PROBLEM REQUIREMENTS = Start at the line that has "- Object of interest: paved brick pattern" and stop after the line that has "[72,408,119,414]". Give those rows again with "illuminated window" replaced by "lit window" and nothing else changed.

INPUT DATA =
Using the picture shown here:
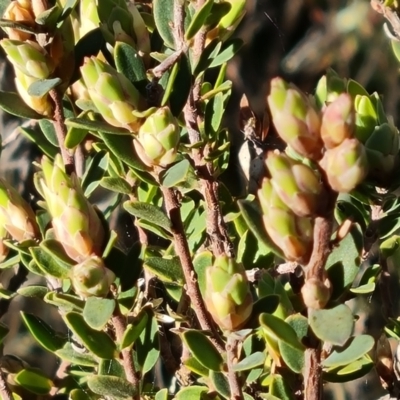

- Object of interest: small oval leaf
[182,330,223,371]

==

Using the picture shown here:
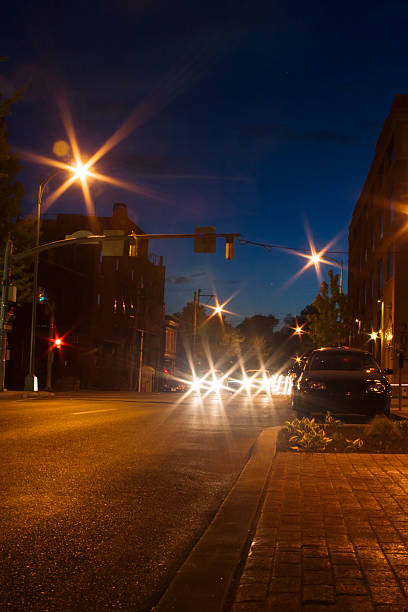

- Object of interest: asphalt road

==

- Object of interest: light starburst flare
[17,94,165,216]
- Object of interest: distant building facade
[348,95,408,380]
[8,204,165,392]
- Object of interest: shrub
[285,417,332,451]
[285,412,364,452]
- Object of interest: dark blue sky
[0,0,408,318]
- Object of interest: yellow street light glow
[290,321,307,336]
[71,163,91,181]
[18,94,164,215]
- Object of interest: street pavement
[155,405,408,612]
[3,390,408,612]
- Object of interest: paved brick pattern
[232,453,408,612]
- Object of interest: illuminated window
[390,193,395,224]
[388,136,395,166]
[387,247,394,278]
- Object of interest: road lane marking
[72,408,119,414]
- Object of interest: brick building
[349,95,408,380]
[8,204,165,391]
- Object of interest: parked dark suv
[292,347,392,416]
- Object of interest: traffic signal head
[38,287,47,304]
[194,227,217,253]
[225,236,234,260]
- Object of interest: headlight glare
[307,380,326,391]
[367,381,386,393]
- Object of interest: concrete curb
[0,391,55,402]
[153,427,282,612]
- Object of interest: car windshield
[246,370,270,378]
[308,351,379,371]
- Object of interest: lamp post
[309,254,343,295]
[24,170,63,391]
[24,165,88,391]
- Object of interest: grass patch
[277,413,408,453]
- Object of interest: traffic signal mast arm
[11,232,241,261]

COMPLETED EXERCISE =
- Object of interest: paved brick pattern
[232,453,408,612]
- Object of interest: lit window
[390,193,395,224]
[388,136,395,166]
[387,247,394,278]
- Object of interest: road lane marking
[72,408,119,414]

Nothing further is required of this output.